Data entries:
%%

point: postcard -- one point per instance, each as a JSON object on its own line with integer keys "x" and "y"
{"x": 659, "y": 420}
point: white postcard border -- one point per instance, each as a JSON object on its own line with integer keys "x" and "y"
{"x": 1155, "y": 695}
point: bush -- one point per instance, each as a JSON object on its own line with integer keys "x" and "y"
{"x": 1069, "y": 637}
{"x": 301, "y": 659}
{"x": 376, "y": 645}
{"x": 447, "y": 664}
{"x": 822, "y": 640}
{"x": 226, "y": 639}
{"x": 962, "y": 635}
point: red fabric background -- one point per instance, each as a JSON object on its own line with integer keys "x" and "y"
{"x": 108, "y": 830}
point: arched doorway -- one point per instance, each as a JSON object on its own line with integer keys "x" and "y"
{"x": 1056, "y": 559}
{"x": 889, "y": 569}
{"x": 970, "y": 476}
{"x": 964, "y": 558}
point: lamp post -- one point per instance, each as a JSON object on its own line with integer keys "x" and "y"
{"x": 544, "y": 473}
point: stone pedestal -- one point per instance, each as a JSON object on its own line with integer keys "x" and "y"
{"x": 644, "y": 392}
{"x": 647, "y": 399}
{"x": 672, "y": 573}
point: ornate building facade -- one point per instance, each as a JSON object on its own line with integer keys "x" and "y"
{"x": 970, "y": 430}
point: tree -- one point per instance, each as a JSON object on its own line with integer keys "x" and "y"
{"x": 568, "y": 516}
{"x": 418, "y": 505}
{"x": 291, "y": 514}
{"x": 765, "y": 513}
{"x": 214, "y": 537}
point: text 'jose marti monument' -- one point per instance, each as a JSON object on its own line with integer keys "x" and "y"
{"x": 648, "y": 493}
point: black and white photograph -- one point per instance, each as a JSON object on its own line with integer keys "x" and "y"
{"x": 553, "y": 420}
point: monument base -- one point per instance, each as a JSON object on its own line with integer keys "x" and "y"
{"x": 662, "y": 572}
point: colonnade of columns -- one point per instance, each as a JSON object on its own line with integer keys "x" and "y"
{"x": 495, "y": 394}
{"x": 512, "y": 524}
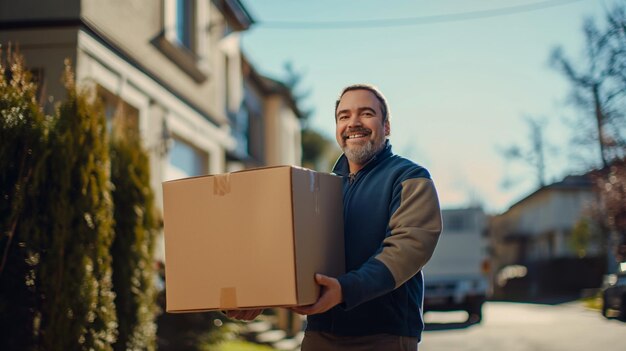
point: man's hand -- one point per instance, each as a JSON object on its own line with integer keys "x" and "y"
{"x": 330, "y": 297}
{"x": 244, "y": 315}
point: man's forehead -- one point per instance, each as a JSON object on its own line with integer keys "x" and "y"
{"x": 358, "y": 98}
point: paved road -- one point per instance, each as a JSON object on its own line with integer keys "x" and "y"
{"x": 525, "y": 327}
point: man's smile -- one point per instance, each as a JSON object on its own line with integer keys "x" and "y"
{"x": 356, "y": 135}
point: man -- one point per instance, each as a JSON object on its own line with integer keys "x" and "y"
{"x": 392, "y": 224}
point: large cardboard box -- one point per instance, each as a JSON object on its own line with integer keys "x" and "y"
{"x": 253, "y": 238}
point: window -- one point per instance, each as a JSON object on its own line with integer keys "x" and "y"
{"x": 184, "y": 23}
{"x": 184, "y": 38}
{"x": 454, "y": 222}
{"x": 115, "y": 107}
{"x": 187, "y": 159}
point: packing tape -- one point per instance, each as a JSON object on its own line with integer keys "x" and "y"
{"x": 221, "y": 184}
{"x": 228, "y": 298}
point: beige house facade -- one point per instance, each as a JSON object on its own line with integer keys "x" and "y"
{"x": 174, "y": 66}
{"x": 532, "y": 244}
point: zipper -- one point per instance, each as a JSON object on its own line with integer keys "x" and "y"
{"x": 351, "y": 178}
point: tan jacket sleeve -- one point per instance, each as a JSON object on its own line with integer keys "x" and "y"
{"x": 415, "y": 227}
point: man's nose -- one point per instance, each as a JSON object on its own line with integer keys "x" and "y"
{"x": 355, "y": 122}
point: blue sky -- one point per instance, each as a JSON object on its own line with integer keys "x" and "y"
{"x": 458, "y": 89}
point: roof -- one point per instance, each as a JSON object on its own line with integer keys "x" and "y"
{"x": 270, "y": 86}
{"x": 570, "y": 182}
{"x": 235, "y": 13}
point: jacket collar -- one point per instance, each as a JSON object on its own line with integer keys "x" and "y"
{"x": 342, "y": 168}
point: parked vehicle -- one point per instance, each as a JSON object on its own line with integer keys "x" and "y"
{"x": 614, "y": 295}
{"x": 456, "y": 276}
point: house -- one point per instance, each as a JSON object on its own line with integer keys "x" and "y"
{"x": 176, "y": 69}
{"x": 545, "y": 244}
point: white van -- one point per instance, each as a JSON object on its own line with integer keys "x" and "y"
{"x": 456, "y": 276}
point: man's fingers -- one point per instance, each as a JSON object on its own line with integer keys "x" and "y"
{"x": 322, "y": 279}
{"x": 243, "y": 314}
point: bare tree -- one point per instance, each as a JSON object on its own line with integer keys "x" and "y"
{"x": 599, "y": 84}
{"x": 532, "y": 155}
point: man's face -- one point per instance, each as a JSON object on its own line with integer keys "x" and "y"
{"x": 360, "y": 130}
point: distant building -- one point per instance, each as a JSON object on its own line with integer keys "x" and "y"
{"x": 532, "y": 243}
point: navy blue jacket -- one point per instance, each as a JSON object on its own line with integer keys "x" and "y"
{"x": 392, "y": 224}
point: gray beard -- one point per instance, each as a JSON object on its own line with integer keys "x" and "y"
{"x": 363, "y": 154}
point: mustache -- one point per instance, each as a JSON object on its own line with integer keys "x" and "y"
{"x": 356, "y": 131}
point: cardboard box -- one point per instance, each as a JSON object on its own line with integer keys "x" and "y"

%%
%%

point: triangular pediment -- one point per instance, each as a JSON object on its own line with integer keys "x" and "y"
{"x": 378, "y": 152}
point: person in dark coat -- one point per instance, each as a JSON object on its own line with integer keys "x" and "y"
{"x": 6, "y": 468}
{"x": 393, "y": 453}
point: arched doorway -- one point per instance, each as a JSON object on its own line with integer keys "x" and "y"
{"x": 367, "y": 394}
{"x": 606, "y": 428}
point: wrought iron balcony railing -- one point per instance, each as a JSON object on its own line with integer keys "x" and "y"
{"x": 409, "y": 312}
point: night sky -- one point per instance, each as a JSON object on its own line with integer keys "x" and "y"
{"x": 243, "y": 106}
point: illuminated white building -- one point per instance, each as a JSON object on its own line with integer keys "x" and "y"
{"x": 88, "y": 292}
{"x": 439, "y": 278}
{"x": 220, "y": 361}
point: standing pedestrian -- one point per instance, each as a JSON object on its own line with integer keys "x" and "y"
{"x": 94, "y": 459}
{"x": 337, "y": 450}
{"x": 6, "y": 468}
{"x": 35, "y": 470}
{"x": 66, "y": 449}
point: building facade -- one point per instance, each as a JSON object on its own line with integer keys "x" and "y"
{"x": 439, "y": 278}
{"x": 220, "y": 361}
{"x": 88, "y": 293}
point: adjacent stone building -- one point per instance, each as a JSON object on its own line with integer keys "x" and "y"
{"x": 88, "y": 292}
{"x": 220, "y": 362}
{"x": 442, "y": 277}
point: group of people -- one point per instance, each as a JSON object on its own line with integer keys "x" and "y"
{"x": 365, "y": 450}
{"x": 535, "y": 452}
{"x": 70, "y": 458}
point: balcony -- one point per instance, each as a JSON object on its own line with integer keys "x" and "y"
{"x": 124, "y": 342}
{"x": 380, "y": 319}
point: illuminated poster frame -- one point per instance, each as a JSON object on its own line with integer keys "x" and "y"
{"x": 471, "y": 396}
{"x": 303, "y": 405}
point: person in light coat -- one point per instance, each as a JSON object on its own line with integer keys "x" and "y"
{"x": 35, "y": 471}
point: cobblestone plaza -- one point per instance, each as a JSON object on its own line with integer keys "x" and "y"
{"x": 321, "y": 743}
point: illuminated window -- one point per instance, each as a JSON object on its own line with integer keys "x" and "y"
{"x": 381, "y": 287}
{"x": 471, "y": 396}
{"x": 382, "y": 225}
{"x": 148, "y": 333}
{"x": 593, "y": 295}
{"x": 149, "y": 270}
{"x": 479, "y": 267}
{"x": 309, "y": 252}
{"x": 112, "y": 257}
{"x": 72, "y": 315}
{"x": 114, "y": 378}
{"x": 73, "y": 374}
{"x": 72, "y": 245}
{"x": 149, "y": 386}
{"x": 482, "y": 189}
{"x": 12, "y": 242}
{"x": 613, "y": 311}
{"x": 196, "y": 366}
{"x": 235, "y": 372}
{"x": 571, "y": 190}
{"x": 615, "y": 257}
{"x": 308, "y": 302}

%%
%%

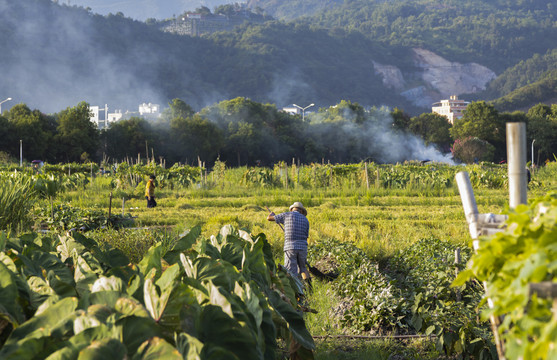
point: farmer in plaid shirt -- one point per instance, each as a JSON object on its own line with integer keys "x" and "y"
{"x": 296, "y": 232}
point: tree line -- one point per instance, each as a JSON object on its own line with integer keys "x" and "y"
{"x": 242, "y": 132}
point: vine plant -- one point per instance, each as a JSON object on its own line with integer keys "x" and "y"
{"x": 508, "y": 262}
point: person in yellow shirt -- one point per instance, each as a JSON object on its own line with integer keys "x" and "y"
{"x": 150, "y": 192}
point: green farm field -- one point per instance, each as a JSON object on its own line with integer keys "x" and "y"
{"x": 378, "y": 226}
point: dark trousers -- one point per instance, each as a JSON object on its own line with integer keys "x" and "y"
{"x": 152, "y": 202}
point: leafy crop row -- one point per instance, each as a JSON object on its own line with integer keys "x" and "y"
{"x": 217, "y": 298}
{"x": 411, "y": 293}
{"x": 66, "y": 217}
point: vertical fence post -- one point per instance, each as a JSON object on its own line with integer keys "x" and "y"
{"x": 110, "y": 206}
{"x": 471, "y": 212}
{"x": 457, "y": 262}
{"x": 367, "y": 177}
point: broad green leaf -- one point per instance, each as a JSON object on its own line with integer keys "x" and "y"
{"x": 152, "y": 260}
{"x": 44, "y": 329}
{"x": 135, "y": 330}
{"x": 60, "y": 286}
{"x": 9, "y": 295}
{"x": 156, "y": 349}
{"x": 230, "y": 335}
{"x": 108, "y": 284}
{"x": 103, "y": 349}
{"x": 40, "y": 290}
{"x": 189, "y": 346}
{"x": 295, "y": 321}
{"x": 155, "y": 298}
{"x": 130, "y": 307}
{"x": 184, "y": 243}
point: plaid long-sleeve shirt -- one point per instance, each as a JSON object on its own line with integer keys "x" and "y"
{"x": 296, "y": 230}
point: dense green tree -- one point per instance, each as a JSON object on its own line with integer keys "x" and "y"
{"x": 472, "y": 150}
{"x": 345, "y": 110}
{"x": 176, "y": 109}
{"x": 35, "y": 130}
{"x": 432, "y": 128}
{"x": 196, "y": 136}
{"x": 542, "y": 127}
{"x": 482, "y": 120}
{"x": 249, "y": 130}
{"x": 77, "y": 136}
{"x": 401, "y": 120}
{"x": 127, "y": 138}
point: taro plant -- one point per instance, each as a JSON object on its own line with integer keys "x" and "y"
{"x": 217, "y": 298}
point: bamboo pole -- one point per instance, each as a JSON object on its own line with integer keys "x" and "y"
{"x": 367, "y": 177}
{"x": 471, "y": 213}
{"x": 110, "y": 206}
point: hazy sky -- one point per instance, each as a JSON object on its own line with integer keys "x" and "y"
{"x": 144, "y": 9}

%%

Description of the task:
Reproduce verbatim the lines above, from the line with "point: mustache -- one" through the line with "point: cardboard box".

Written answer:
point: mustache -- one point per instance, each as a JSON object on its own line with integer keys "x" and "y"
{"x": 356, "y": 131}
point: cardboard box -- one point per instance, each as a JSON object on its own line with integer keys "x" and "y"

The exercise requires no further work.